-- BEGIN --

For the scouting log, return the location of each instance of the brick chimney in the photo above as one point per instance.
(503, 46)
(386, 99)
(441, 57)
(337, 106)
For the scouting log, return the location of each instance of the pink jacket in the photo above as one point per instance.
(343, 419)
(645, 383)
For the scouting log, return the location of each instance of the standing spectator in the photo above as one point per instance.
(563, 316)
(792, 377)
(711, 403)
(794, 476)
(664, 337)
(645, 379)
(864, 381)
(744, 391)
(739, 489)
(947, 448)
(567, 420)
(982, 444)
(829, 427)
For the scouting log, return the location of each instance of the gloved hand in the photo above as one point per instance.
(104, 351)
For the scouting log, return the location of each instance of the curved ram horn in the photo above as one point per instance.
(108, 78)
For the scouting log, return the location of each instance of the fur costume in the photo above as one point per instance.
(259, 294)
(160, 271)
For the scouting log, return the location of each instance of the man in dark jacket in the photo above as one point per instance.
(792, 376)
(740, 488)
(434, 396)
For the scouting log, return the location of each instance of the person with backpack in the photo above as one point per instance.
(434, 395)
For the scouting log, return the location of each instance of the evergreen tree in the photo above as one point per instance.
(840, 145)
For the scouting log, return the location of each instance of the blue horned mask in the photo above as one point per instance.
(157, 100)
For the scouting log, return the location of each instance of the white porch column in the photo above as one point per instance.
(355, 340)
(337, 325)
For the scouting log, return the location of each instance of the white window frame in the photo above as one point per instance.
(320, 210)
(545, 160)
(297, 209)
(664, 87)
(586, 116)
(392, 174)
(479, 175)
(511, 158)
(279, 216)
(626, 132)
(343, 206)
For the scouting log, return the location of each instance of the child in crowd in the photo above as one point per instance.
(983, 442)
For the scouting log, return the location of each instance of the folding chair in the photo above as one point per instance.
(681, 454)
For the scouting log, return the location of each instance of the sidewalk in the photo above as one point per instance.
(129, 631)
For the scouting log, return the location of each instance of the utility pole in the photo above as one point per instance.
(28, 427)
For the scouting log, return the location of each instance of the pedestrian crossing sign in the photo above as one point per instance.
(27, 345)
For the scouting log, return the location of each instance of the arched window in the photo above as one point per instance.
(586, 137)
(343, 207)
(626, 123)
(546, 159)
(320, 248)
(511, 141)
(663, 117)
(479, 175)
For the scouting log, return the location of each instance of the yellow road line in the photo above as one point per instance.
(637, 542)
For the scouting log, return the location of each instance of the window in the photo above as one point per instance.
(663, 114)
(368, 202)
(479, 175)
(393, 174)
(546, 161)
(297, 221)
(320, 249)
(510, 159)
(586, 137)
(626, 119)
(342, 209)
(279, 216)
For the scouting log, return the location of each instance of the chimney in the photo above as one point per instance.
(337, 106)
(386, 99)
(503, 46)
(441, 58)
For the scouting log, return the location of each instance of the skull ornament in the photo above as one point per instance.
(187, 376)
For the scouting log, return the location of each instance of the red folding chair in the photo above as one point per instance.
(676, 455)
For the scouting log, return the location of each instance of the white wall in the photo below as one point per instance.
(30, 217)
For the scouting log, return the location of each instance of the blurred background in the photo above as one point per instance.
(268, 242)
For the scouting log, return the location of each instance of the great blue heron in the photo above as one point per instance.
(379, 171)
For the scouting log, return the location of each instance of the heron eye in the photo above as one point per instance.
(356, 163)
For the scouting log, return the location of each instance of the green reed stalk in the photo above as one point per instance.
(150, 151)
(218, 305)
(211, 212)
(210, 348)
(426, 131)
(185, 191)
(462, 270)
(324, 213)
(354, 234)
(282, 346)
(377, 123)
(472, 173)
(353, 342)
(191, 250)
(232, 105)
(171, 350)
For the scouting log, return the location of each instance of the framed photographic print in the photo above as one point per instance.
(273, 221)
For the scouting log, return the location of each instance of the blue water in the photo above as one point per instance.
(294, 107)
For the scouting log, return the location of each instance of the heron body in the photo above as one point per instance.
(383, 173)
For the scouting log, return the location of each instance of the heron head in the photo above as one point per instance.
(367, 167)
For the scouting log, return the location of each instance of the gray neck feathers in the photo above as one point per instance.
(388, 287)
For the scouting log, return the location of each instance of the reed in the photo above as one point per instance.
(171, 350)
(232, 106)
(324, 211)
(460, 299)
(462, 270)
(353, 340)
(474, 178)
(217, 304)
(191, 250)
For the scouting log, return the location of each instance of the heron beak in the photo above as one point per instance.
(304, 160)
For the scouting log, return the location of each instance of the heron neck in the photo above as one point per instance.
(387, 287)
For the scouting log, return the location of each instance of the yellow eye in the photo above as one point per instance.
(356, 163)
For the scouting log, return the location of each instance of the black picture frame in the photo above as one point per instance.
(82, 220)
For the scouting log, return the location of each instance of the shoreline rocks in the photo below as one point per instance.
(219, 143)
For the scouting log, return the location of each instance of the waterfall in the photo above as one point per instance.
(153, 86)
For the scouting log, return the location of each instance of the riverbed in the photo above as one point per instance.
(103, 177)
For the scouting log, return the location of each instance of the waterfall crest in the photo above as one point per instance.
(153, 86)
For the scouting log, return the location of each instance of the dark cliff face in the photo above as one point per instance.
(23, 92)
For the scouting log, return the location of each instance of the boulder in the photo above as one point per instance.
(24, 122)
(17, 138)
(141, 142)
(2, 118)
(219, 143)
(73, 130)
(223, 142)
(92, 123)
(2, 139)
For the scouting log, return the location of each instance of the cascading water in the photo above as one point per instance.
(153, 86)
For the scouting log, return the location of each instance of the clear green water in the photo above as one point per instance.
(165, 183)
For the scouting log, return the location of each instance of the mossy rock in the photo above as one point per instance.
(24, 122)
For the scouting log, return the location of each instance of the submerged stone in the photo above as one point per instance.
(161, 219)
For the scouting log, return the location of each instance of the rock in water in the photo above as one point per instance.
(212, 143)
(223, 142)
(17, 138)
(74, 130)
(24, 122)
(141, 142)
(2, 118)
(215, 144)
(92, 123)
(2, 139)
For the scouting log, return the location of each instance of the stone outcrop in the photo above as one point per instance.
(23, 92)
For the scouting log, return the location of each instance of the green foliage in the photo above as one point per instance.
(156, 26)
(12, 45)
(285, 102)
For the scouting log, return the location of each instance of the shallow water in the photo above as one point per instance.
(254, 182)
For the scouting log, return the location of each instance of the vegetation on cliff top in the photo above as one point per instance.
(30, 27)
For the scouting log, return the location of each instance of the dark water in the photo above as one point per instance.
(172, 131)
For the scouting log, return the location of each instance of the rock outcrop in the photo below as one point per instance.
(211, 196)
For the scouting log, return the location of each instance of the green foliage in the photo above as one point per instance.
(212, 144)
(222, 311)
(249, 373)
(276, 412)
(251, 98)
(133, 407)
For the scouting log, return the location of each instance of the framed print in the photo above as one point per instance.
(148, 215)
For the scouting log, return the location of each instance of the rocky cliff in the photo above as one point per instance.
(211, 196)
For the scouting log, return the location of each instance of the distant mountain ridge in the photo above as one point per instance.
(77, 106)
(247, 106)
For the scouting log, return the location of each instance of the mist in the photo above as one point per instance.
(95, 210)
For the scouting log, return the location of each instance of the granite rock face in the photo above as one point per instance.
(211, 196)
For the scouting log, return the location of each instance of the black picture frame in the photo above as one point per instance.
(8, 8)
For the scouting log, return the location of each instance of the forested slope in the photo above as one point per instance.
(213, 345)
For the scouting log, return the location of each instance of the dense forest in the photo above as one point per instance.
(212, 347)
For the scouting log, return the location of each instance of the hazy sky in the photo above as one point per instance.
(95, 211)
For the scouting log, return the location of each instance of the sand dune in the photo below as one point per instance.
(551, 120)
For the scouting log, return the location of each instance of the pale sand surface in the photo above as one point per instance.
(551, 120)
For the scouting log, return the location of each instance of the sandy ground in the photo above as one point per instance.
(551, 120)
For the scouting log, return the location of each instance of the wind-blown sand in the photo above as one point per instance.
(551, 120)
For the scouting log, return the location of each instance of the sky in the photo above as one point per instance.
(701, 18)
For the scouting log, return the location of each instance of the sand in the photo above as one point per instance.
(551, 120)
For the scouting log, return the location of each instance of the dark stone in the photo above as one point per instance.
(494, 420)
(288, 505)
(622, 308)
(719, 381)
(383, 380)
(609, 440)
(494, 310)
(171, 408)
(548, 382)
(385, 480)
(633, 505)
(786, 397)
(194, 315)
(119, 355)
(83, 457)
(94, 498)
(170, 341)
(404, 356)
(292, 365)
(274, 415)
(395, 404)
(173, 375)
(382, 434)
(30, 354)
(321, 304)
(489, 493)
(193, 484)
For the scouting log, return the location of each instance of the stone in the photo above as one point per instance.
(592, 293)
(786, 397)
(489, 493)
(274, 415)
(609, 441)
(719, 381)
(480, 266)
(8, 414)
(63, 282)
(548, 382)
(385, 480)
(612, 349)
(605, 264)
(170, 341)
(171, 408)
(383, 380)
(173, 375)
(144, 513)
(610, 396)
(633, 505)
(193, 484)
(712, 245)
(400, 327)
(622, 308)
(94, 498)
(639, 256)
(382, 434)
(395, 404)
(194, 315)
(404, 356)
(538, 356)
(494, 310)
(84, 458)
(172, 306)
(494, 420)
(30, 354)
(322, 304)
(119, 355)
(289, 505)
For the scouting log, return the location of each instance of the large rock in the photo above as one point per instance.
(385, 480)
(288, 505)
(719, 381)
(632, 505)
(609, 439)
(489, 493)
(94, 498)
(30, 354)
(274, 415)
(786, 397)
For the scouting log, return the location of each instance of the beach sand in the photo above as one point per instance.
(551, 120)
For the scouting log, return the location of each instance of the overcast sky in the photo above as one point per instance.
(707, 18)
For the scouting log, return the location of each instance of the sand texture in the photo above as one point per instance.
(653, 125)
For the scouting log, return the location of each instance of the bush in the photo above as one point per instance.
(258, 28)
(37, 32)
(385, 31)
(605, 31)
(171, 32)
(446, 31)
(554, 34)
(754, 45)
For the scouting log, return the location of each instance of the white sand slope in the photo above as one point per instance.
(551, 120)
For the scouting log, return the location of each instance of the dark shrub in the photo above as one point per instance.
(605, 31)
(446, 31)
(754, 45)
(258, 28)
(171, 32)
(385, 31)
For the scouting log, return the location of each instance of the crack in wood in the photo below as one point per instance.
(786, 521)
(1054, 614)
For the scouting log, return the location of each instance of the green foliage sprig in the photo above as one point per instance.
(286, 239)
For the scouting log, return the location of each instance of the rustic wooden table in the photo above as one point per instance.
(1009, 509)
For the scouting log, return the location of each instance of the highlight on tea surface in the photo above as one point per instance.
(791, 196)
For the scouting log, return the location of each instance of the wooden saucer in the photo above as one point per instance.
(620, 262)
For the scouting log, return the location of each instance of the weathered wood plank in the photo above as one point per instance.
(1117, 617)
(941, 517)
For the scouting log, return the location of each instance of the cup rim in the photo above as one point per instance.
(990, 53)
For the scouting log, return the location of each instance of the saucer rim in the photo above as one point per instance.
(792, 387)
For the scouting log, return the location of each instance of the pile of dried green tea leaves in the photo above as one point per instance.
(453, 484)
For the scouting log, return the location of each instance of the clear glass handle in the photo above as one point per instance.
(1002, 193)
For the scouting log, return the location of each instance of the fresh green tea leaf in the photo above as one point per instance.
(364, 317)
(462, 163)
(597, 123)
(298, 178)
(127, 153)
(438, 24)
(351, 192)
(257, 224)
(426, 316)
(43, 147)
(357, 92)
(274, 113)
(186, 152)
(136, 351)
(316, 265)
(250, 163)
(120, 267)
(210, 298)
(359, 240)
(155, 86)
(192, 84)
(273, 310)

-- END --

> **REQUIRED TASK**
Reproduce the items from the line containing "of the saucer" through the end of the items, switching "scouting log" to "survey record" wherever it occurs and leaving everything else unchanged.

> **FINAL RESULT**
For the survey record, return the location of each instance of the saucer rim in the photo above as one point per instance.
(792, 387)
For the survey record, return the location of each instance of the pile of dried green tea leaves in the photo above as one point per instance.
(453, 484)
For the survey record, return the location of each instance of the clear glass handle in the photo above as one point per instance.
(1002, 193)
For the survey record, return the location of each instance of the fresh green tea leaf in the photo above as one point per instance.
(364, 317)
(462, 163)
(597, 123)
(298, 178)
(127, 153)
(438, 24)
(351, 192)
(257, 224)
(426, 316)
(43, 147)
(357, 92)
(274, 113)
(186, 152)
(136, 351)
(316, 265)
(250, 163)
(120, 267)
(210, 298)
(359, 240)
(155, 86)
(192, 84)
(273, 310)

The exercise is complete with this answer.